Data for review:
────────────────────
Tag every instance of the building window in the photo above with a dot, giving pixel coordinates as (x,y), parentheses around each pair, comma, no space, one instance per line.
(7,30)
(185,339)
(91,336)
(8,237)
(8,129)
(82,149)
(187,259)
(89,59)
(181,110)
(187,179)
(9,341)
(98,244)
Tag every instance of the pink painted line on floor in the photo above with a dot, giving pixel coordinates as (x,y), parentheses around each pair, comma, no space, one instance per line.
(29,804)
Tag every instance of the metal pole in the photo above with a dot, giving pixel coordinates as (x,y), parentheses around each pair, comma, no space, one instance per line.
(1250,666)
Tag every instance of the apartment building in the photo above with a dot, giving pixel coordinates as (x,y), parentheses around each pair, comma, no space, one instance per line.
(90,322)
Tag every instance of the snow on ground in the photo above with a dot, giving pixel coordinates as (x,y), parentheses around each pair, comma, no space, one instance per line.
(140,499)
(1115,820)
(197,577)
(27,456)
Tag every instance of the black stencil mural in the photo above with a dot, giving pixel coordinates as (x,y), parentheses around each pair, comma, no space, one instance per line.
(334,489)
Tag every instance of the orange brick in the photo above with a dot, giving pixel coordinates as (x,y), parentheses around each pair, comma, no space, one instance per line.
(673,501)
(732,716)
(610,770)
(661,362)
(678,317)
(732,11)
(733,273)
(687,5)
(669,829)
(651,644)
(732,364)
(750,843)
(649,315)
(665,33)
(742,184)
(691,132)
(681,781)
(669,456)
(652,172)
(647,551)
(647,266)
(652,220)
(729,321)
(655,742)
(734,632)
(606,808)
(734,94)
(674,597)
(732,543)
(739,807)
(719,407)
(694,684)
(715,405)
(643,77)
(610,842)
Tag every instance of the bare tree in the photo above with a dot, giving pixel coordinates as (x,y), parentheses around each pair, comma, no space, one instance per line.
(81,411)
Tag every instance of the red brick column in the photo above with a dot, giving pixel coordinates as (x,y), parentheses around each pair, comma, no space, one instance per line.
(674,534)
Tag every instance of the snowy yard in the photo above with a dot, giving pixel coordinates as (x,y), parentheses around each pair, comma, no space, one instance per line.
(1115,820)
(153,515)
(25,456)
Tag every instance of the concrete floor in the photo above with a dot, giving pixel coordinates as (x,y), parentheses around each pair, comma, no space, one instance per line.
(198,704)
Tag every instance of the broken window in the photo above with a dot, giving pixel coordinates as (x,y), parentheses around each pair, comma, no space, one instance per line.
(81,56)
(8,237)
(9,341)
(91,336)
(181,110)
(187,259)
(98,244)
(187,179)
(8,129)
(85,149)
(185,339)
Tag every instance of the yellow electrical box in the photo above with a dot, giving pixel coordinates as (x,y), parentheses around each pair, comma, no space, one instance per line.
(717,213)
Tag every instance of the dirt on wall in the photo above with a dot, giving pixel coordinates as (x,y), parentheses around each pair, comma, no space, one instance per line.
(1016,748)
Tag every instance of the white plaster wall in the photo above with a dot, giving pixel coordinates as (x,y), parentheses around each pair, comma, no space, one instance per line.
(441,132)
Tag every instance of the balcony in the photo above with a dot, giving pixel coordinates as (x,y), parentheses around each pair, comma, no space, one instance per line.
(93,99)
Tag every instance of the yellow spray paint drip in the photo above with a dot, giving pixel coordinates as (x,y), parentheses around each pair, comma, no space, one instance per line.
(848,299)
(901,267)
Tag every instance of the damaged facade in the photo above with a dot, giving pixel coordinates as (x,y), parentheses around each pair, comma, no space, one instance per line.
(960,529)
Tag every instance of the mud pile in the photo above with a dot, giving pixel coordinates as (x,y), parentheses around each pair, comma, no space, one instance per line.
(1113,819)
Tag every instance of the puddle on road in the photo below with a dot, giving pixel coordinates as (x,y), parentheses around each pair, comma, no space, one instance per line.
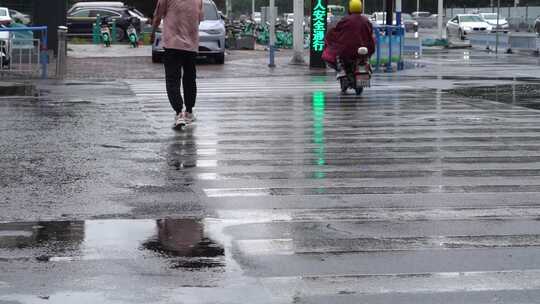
(181,243)
(524,95)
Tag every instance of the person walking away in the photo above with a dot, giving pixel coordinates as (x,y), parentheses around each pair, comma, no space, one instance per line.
(352,32)
(181,20)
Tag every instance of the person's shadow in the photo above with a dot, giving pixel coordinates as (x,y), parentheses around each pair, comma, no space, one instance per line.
(182,151)
(185,239)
────────────────────
Assignment:
Render the records above word for word and leave the pictures out.

Response to the exercise:
Tag every instance of the building window in the photo above with a dot, giving pixel coordinates as (x,y), parentheses around each pair, comma, no space, one instance per line.
(7,30)
(185,339)
(91,336)
(8,237)
(8,129)
(82,149)
(187,259)
(89,59)
(181,110)
(187,179)
(9,341)
(98,244)
Tag every instance of the pink painted line on floor in the photo above with a dot, giving pixel coordinates as (x,y), parentheses around each pair, comma, no space, one instance per line.
(29,804)
Tag every instance of the metal pole in the photo above with a dot, giving pixel coordinates as (x,y), parentheses around each pair, comma, no space, one instance per line.
(1250,666)
Tag every instance of the apartment building in the photo above with a dot, giving pixel coordinates as (x,y), parentheses around each pair, comma, no space, one instance per line.
(90,322)
Tag every instance of the snow on ground in the photo above with a dot, giving pixel coordinates as (x,y), parentheses around each pair, comma, no space, one instance per line.
(140,499)
(1115,820)
(197,577)
(27,456)
Tag every instance of the black stencil mural in the photo above with a dot, giving pixel coordinates as (x,y), parentheses around each pair, comma, no space, one instance per line.
(334,489)
Tag every instance of the orange brick in the photo above with a dot, giving pixel coordinates as (x,y), parentheses around each pair, comma, no space, one instance per line.
(673,501)
(732,716)
(610,770)
(661,362)
(678,317)
(732,11)
(733,273)
(687,5)
(669,829)
(651,644)
(732,364)
(750,843)
(649,315)
(665,33)
(742,184)
(691,132)
(681,781)
(669,456)
(652,172)
(647,551)
(647,266)
(652,220)
(729,321)
(655,742)
(734,632)
(606,808)
(734,94)
(674,597)
(732,543)
(739,807)
(719,407)
(694,684)
(715,405)
(643,77)
(610,842)
Tag every instance of the bare tree in the photo above with a dot, giving pixel coordinates as (x,y), parentheses around each pair, comma, no space, one instance per line.
(81,411)
Tag every instance of the red brick column in the photo above with a dot, giving pixel coordinates as (x,y), parentheses around each pair, comma, no space, one instance per line.
(674,534)
Tag every instance of the snowy yard in the photo above with a dot, giving pixel coordinates as (x,y), parentheses around each pair, comma, no space, one instance per line.
(1115,820)
(153,515)
(25,456)
Tag every instance of the concrete floor in the photo above with a dot, giving pixel coordinates as (x,y), parentheses around each pair, comma, no space, one instance per line.
(198,704)
Tag every instance of the broken window in the photo above with a dot, giving pixel coordinates as (x,y), parentheses around each pair, comma, no space, one instance per line.
(81,56)
(8,237)
(9,341)
(91,336)
(181,110)
(187,259)
(98,244)
(187,179)
(8,129)
(85,149)
(185,339)
Tag every instance of the yellow electrical box in the photo above with a dot, giving pixel coordinates as (x,y), parentheses around each pair, comma, no space, one instance per line.
(717,213)
Tag every instance of the dirt on wall in the photo above with a dot, giving pixel coordinates as (x,y), parentheses around each pair, comma, no space, one instance per line.
(1016,748)
Tag every instance of the white plaster wall in the photo above with a dot, giving pixel coordinates as (x,y), parentheses around each pair, comma, no space, one instance per line.
(441,132)
Tag every instance of the balcony in the photo above with a dot, giving pixel coordinates as (x,y), parentheses around each pair, comma, no space, one instance per line.
(93,99)
Tag every instance of the yellow spray paint drip in the photo above with a dot, giving pixel coordinates as (x,y), parentheses around each pair, comma, no space, one instance per line.
(848,299)
(901,267)
Tag every instance of the damaged facade in the photo above with a dot, giving pixel coordinates as (x,y), parentheses around each pair, comma, no space, one instance per line.
(960,529)
Tag every instance of the mud pile in the photo above with a dot, giving pixel coordinates as (x,y), parentheses around each pair, comma, no space, one instance per line.
(1113,819)
Tag every instance of the puddle on road in the photo below with a dot, giving pixel coordinates as (x,y), parentheses around each pair, comma, no space, one instance per line.
(181,243)
(524,95)
Tag every instance of the person walking away in the photo above with a dot, giving pixel coordinates as (x,y), parentheses around each pair, comma, no space, one instance per line.
(352,32)
(181,20)
Tag every instance of the person's shadow in the photo above with a dot, giving pixel coordinates as (x,y), parentheses around each pair, comma, no space, one instance per line.
(182,151)
(185,239)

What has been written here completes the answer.